◆ **Task to complete**
Repeat verbatim each line of the material from the one containing "Reviewer note: confirm that each instance of the black" through the last line, including both ends.

Point labeling dataset excerpts:
#####

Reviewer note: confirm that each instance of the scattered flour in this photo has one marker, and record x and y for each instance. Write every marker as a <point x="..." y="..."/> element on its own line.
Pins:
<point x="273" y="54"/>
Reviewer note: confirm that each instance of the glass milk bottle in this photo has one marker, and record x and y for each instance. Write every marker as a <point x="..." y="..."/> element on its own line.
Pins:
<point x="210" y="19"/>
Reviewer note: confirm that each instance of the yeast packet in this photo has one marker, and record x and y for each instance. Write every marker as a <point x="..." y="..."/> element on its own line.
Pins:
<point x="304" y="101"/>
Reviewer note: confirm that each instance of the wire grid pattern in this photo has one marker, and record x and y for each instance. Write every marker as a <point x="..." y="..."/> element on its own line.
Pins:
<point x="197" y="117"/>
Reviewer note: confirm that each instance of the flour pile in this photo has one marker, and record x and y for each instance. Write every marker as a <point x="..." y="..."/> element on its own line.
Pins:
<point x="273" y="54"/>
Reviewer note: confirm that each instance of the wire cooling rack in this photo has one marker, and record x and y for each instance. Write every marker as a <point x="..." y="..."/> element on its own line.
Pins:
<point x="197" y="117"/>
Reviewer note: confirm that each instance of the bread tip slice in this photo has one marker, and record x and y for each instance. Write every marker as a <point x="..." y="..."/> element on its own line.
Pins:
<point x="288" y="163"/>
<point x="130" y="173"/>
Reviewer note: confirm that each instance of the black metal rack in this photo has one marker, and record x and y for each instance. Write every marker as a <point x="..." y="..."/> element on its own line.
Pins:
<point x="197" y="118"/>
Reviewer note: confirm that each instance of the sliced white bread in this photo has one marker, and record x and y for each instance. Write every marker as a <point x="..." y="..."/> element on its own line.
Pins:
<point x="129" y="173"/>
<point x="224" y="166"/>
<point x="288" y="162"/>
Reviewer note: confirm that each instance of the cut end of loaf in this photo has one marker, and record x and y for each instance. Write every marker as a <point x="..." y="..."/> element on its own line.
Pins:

#####

◆ **Expected answer**
Reviewer note: confirm that each instance of the black metal rack in this photo has one marker, and record x and y for each instance. Write every marker as a <point x="..." y="..."/> element on its own line.
Pins:
<point x="197" y="118"/>
Reviewer note: confirm that each instance of the sliced white bread in this photo has one marker, and record x and y for each instance. Write every marker as a <point x="..." y="..."/> element on its own line.
Pins:
<point x="129" y="173"/>
<point x="224" y="166"/>
<point x="288" y="162"/>
Reviewer note: confirm that each instance of the cut end of loaf in this photo has one marker, and record x and y for each instance. Write every marker as a <point x="..." y="..."/> element on its own line.
Pins:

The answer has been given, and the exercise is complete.